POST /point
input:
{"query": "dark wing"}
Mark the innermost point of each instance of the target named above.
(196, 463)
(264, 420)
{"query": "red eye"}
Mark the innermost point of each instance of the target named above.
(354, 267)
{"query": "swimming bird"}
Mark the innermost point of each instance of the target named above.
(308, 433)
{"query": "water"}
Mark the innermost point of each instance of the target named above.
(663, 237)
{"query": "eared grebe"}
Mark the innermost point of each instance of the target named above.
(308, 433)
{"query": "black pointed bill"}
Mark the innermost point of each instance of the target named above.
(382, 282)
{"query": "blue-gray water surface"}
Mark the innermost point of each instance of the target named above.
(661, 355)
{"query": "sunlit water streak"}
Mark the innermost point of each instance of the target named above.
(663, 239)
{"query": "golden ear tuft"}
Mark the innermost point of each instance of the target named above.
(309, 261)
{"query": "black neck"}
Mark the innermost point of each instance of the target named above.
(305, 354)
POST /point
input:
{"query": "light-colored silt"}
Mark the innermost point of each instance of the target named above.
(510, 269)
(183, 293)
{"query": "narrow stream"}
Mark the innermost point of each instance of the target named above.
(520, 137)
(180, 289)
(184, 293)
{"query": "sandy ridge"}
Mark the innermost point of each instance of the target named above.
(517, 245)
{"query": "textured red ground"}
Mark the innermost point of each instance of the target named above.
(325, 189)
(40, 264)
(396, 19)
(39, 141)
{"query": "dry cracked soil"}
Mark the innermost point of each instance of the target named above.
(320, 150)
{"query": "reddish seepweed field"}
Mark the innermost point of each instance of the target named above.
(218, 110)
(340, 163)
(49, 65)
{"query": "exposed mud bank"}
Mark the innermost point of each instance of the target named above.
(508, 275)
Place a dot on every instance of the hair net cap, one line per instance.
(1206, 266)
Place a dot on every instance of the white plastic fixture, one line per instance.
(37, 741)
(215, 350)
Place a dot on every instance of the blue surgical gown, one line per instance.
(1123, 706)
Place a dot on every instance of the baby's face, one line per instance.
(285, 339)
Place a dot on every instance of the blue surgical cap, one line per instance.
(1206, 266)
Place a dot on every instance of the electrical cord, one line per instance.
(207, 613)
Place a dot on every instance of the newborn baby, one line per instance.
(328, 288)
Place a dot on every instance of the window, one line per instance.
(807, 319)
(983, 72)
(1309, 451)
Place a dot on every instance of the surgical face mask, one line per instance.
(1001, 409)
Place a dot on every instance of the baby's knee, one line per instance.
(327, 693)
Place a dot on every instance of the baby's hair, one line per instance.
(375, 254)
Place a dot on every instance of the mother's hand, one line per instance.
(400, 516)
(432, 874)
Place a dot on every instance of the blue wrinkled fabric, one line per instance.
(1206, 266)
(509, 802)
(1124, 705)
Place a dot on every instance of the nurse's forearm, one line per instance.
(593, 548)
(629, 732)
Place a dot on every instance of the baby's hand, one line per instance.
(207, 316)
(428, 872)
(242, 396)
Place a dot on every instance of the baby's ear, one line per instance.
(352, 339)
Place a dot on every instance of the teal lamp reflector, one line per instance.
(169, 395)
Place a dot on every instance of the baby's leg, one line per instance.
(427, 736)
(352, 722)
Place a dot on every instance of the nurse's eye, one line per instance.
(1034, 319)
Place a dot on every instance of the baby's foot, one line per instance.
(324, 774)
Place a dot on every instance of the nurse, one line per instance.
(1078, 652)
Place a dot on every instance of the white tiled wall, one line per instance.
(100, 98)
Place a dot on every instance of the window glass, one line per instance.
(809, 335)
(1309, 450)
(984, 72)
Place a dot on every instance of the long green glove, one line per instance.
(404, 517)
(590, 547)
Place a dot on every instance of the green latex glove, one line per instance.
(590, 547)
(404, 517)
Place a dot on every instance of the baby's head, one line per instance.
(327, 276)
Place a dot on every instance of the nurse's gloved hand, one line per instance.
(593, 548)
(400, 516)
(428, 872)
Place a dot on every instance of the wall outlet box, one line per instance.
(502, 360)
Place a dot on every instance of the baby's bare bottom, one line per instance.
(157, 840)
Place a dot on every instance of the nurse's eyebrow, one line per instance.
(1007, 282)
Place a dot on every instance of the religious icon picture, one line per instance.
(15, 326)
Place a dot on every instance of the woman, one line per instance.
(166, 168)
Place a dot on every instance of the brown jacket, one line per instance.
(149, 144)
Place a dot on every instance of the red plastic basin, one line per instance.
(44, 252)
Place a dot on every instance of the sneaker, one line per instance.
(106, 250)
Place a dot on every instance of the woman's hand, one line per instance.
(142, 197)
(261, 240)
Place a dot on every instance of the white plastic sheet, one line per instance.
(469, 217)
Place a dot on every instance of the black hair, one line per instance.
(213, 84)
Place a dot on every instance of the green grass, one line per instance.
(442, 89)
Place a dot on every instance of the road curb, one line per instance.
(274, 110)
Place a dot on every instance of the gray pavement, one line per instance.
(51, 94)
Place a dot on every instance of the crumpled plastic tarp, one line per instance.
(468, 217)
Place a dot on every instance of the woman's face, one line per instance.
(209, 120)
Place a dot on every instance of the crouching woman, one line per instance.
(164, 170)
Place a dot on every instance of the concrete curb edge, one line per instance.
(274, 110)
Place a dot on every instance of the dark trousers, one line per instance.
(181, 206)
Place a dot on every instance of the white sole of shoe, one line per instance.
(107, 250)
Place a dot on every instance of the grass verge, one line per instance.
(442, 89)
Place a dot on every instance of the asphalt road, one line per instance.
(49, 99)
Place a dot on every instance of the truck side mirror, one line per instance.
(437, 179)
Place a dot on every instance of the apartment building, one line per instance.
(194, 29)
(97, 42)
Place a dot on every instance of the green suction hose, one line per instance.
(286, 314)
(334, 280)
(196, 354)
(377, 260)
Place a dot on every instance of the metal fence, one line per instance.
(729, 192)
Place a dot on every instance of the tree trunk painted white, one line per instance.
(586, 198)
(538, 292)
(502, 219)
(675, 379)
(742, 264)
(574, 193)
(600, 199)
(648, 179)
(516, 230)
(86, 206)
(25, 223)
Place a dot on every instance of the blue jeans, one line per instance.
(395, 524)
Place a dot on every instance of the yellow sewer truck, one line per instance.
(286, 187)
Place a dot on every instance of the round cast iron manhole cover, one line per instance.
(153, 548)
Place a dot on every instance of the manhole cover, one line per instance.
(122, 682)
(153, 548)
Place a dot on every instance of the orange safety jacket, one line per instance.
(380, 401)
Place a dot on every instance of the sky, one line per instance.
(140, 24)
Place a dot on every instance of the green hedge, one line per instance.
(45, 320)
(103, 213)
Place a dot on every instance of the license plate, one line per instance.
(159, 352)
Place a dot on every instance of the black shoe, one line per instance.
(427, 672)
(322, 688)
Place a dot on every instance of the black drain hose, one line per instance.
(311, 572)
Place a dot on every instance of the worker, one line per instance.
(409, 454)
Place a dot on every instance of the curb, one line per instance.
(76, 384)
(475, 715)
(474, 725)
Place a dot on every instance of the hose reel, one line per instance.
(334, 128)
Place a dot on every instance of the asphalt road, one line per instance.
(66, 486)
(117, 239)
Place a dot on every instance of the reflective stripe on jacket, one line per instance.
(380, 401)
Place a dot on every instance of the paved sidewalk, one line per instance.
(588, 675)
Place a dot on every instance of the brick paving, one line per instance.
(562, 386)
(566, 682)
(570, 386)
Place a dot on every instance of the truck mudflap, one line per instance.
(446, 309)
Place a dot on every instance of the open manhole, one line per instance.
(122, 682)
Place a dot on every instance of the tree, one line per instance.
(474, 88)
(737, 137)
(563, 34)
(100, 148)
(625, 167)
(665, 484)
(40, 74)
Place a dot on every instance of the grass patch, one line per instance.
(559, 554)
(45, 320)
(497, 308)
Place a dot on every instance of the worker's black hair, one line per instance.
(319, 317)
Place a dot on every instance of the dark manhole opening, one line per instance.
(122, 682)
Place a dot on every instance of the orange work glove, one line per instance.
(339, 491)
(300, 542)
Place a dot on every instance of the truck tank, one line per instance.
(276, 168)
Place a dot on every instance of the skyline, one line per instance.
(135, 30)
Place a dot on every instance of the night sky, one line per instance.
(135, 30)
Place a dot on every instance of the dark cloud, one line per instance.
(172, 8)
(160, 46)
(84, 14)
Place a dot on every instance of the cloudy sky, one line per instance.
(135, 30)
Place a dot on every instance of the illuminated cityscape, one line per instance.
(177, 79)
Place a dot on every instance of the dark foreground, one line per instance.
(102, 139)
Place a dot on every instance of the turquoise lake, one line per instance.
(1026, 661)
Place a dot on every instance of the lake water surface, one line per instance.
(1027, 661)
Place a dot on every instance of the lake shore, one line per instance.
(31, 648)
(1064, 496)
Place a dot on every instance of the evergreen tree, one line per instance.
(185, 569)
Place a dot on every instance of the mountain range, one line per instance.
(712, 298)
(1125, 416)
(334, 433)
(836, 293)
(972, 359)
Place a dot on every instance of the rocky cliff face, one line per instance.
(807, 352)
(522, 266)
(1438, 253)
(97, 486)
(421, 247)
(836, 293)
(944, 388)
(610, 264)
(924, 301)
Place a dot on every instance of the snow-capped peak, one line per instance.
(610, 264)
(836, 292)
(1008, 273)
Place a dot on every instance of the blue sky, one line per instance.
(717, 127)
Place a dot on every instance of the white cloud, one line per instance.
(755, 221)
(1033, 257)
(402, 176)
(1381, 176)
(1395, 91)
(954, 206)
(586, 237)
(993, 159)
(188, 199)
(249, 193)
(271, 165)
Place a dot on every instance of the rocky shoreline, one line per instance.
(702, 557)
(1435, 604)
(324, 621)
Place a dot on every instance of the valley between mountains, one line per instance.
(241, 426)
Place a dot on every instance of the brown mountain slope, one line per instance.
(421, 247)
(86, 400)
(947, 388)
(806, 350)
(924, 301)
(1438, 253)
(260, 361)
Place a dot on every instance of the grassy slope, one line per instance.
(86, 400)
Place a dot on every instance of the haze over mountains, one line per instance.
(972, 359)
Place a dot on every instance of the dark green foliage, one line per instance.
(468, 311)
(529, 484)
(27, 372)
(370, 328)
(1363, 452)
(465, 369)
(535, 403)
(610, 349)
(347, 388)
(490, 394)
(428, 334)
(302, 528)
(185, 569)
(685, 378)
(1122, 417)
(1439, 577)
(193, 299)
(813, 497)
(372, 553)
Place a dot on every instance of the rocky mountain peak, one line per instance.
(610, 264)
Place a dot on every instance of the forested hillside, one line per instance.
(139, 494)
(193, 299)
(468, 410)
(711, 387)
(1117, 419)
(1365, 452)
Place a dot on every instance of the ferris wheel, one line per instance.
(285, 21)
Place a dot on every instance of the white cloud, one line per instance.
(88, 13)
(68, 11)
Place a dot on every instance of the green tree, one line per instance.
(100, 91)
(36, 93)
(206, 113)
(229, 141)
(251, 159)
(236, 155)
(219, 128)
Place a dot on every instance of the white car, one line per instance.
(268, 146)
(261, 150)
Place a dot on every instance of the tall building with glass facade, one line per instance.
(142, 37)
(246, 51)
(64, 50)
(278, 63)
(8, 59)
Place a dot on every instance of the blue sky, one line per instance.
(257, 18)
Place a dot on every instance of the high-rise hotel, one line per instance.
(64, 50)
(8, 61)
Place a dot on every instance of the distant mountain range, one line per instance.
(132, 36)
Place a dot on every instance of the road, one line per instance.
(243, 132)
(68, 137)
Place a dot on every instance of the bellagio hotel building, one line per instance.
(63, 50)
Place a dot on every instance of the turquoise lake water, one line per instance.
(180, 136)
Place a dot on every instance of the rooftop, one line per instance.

════════════════════

Copy exactly the lines of the listing above, beginning at the line with "Place a dot on every instance of the green tree, one" and ending at its final line; write out nothing else.

SOLUTION TO THE PROBLEM |
Place a dot on every instance of the green tree, one line per instance.
(100, 91)
(36, 93)
(206, 113)
(229, 141)
(251, 159)
(236, 155)
(219, 128)
Place a dot on every instance of the white car, one line per instance.
(268, 146)
(261, 150)
Place a dot on every instance of the tall building with glass facade, one line per instance.
(142, 37)
(246, 51)
(64, 50)
(278, 63)
(8, 59)
Place a dot on every instance of the blue sky, one line per instance.
(257, 18)
Place a dot on every instance of the high-rise hotel, one line per instance.
(64, 50)
(8, 61)
Place a dot on every instance of the distant mountain range, one line per instance.
(132, 36)
Place a dot on every instance of the road, one line per instance.
(243, 132)
(68, 137)
Place a dot on every instance of the bellagio hotel building, one line per instance.
(63, 50)
Place a dot on every instance of the turquoise lake water, one line per instance.
(180, 136)
Place a dot on every instance of the rooftop, one line per instance.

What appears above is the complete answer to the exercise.